EXERCISE AIM:
Below are the entries; set down each of them exactly.
[Start of Attachment]
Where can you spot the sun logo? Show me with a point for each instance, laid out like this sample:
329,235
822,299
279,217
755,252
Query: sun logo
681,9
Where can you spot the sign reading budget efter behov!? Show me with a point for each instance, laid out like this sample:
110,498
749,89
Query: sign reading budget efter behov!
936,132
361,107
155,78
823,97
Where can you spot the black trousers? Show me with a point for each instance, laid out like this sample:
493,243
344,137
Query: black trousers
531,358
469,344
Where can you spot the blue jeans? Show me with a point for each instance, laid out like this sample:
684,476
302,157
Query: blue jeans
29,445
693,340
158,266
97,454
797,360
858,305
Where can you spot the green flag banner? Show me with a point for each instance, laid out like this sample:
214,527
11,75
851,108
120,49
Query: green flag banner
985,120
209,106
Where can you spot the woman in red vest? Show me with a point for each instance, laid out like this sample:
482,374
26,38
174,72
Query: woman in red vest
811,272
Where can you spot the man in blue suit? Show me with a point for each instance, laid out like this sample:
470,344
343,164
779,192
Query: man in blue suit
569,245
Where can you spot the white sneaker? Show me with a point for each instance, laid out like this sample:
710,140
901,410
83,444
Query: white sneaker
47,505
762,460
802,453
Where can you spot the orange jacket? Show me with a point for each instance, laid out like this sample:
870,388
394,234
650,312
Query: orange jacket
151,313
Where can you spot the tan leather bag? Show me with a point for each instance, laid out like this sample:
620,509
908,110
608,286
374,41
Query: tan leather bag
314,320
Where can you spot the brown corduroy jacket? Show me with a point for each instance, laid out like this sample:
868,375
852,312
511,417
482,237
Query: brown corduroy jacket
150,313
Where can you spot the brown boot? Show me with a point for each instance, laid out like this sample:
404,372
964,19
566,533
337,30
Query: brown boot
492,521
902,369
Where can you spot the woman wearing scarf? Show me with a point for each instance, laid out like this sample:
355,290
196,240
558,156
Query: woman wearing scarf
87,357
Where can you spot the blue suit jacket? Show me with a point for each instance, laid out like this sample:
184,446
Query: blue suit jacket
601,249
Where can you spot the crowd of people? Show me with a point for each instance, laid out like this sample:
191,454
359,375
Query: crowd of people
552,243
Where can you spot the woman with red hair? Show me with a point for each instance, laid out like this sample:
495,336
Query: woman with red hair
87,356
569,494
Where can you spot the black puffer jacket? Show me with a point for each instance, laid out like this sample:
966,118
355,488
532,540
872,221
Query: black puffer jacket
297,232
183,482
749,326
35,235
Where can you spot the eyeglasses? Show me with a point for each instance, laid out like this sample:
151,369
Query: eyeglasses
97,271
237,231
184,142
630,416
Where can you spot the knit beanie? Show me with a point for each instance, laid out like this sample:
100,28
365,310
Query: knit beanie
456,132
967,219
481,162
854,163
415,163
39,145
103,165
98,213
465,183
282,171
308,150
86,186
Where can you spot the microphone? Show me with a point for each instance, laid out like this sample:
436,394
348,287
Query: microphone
[End of Attachment]
REPLY TO THE TASK:
Where can you spot the sun logo? Show me with a point for each instance, laid out like this sample:
329,235
822,299
279,217
755,252
Query: sun logo
681,9
Where can you spot the sign reading budget efter behov!? Show me with a point for each instance, laid out like this sample:
110,498
749,89
Query: sign reading budget efter behov!
936,132
361,107
155,78
823,97
Where can you spot the black trousers? Show me with a point for each instance, laid out like this sample:
493,243
344,137
Query: black trousers
531,358
469,344
Where can you spot the blue jeans? Show me with a point for each instance, laid out like this sample:
684,476
302,157
Query: blue jeans
29,445
693,340
158,266
97,454
797,360
858,305
Where can you spot the green flag banner? Show me with a point for each instance, laid out like this sample:
214,527
11,75
851,108
120,49
Query: green flag banner
985,120
209,106
Where can you spot the woman in red vest? Show me with a point for each instance, laid out like this sample:
482,374
26,38
174,72
Query: woman in red vest
811,272
Where can you spot the man in blue suit? Show me with a point for each instance, laid out like this sample:
470,344
343,164
779,192
Query: man in blue suit
569,245
Where can you spot the white sneaker? Show me with a point for each instance, laid out like this sample:
710,140
901,410
83,444
Query: white sneaker
47,505
762,460
802,453
Where can you spot the orange jacket? Show me with a point for each instance, laid out like this sample:
870,388
394,234
650,312
Query: orange jacket
151,313
Where can you spot the tan leather bag? Show me with a point for each instance, laid out like this sample:
620,509
908,110
608,286
374,41
Query: tan leather bag
314,320
Where can you spot the brown corduroy jacket? Show me with a point for each instance, laid out like this sample:
868,375
852,312
511,417
482,237
Query: brown corduroy jacket
150,313
Where can you spot the brown boot? Show me with a point for each instance, laid out like this sample:
404,372
964,19
566,533
337,30
Query: brown boot
492,521
902,369
Where can you spot the woman wearing scarf? Show me with a point for each instance, laid out like this sample:
355,290
196,240
558,156
Query: woman wearing scarf
87,357
Where can you spot the blue suit jacket? Show me with a point for each instance, laid out like this sample:
184,446
Query: blue suit jacket
601,249
Where can you spot the crowd of people? Show me with a point for each instance, laid out like this sample:
191,454
359,375
Query: crowd of people
552,243
Where can you spot the woman with red hair? Show me with a point for each instance, laid out like this sample:
495,336
Query: woman with red hair
87,356
569,494
Where can you spot the black puffer jacket? Show me with a point for each instance, laid out like this sample:
966,118
355,488
532,540
872,221
Query: black puffer jacket
297,232
183,482
749,326
35,235
Where can you spot the eyeglasses? Show me with a point for each instance, laid out like this sample:
151,369
Query: eyeglasses
97,271
237,231
184,142
630,416
Where can you spot the knit beanie? Show me with a point for each instance, laid out like this sample:
100,28
365,310
Query: knit beanie
456,132
967,219
481,162
854,163
415,163
39,145
103,165
98,213
465,183
282,171
308,150
86,186
Where can you spot the microphone? Show me with a point for each instance, laid out like this sample:
436,394
348,287
Query: microphone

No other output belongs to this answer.